**WHAT YOU SHOULD DO**. Would you return the complete listing below word for word?

**INFORMATION SHOWN**.

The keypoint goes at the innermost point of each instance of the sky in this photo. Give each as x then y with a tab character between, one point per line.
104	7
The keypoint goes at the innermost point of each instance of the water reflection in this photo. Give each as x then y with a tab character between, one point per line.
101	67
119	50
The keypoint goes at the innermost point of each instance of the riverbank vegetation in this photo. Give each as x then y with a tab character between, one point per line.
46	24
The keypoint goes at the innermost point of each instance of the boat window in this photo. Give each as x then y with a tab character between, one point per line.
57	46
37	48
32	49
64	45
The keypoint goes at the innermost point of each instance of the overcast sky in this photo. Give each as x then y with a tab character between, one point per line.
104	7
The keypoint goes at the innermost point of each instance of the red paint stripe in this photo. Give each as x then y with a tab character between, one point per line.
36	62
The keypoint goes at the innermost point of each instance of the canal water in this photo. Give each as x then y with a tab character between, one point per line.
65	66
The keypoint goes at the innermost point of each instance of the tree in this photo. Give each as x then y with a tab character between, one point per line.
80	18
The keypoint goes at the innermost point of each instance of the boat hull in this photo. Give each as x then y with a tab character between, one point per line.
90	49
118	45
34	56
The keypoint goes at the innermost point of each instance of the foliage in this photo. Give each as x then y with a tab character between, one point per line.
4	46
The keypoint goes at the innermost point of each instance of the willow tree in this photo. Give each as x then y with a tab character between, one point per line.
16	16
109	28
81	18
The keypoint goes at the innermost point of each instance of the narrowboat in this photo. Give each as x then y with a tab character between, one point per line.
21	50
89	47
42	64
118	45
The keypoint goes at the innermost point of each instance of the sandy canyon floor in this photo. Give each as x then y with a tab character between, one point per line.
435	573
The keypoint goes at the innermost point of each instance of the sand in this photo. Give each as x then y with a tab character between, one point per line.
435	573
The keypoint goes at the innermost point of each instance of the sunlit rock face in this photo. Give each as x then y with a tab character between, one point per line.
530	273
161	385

**ANSWER IN FULL**.
The keypoint goes at the innermost point of each instance of the sky in this photo. Give each as x then y with a tab character between, one point per line.
104	7
The keypoint goes at the innermost point of each instance of the water reflection in this photo. Give each as x then y with a tab character between, one point per line.
101	67
119	50
The keypoint goes at the innermost point of each instance of the riverbank vegetation in this photo. Give each as x then y with a tab character between, one point per line.
46	24
The keypoint goes at the innermost point of each instance of the boat window in this photo. Give each as x then y with a tab character between, one point per line.
57	46
37	48
32	49
64	45
The keypoint goes at the innermost point of each instance of the overcast sky in this photo. Give each as x then y with a tab character between, one point per line.
104	7
The keypoint goes at the innermost point of each instance of the red paint stripe in this photo. Give each as x then y with a tab character between, one point per line.
36	62
The keypoint goes at the innermost point of each instance of the canal water in this photo. Give each as x then y with a tab character between, one point per line.
65	66
The keypoint goes at the innermost point of each instance of the tree in this photo. Give each as x then y with a tab character between, one point per line.
80	18
The keypoint goes at the innermost point of each instance of the boat hull in this photo. Give each as x then y with a tab character between, one point per line.
90	49
118	45
34	56
The keypoint goes at the innermost point of each instance of the foliage in this photo. Give each as x then y with a tab character between, one point per line.
4	46
The keypoint goes at the innermost point of each instance of the willow tree in this photo. Give each as x then y with a tab character between, one point per line.
16	16
109	28
81	18
The keypoint goes at the innermost point of each instance of the narrowboat in this photo. Give each as x then y with a tab character between, one point per line.
21	50
89	47
42	64
118	45
The keypoint goes at the innermost point of each instance of the sandy canyon floor in this photo. Give each as x then y with a tab character between, one point per line.
435	573
The keypoint goes at the innermost point of each instance of the sand in this photo. Give each as x then y with a tab character between, one point per line.
435	573
The keypoint goes at the innermost point of each instance of the sunlit rock face in this photo. Give each as x then y with a tab character between, one point per line.
530	273
161	385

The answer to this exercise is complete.